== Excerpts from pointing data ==

####################

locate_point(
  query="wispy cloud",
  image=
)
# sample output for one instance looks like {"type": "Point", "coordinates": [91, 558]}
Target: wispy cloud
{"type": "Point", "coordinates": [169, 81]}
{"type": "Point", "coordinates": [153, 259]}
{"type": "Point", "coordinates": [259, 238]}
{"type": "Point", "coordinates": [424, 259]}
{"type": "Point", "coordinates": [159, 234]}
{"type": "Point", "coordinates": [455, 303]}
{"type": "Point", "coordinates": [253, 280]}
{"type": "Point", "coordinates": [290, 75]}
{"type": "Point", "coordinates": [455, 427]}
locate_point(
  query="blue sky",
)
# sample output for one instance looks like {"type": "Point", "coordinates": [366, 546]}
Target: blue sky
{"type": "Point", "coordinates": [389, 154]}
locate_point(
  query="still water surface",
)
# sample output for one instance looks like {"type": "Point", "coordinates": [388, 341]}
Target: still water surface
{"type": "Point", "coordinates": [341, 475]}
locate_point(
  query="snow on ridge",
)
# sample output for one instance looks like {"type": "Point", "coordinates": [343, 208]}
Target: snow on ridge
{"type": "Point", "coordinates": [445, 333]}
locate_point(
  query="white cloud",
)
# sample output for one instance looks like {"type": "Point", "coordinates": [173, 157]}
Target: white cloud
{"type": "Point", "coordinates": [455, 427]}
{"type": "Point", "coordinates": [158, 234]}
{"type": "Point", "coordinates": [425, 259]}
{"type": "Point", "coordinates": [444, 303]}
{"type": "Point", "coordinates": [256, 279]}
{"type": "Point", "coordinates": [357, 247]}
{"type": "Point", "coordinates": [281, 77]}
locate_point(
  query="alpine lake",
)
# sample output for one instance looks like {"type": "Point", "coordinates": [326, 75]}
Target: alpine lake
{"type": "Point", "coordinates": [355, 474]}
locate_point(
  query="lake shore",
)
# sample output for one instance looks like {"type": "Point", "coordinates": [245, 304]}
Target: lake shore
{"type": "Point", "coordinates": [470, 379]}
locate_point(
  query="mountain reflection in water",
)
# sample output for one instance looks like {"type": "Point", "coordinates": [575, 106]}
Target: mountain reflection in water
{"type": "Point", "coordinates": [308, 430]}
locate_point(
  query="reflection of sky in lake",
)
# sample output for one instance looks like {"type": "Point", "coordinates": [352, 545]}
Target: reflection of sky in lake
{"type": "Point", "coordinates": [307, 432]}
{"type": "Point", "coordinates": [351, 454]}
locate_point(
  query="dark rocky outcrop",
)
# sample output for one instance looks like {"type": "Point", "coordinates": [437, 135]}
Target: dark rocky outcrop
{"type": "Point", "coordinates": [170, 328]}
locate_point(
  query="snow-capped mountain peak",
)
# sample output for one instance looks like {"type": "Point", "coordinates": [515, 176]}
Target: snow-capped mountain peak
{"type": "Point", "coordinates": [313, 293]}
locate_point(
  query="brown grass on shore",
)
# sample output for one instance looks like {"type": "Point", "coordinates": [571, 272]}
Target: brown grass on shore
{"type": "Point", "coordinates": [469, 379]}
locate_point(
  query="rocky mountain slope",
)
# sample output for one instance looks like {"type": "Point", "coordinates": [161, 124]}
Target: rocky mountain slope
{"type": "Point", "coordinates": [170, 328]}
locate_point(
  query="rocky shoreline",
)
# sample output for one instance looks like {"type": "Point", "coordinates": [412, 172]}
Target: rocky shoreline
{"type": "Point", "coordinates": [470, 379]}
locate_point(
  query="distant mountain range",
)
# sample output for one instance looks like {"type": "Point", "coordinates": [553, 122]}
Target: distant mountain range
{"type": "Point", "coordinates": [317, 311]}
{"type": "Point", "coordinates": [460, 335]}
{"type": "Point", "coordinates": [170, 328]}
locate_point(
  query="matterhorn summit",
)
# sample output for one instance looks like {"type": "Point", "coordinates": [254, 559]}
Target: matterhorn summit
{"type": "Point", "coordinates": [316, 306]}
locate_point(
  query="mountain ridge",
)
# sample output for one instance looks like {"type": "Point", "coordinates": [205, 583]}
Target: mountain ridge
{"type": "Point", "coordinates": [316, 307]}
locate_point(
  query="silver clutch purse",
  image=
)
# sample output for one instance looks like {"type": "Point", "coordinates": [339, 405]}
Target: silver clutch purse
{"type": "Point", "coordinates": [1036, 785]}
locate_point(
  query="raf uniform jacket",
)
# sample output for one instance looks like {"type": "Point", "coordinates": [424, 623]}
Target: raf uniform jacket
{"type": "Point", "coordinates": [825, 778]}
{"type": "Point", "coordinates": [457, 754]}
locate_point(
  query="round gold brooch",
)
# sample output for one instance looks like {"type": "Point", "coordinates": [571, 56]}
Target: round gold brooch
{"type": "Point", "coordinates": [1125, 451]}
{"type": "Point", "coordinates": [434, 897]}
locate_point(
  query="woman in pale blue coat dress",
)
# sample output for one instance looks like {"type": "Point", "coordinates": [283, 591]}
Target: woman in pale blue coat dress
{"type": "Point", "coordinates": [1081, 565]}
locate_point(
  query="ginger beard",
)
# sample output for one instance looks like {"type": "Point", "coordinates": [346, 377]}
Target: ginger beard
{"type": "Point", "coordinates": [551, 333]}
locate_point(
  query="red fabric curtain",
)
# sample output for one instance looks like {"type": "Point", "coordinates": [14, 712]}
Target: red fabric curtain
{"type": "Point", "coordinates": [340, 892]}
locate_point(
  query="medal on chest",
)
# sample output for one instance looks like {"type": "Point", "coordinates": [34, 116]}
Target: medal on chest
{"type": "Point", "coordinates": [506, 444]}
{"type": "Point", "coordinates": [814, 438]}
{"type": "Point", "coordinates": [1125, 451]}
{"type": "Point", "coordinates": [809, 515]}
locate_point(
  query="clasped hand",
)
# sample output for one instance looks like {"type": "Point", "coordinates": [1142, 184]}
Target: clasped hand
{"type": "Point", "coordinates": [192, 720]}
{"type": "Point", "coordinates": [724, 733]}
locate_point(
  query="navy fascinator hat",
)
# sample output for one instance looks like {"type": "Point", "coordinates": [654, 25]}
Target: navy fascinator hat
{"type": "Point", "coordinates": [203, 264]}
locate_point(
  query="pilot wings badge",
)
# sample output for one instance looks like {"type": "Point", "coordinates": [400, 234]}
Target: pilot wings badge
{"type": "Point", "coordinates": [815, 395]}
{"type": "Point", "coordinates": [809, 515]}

####################

== WHAT YOU SHOULD DO ==
Please find every line in the listing above that contains the word "purse", and copy each one.

== WRITTEN SOLUTION ==
  query="silver clutch purse",
Target: silver clutch purse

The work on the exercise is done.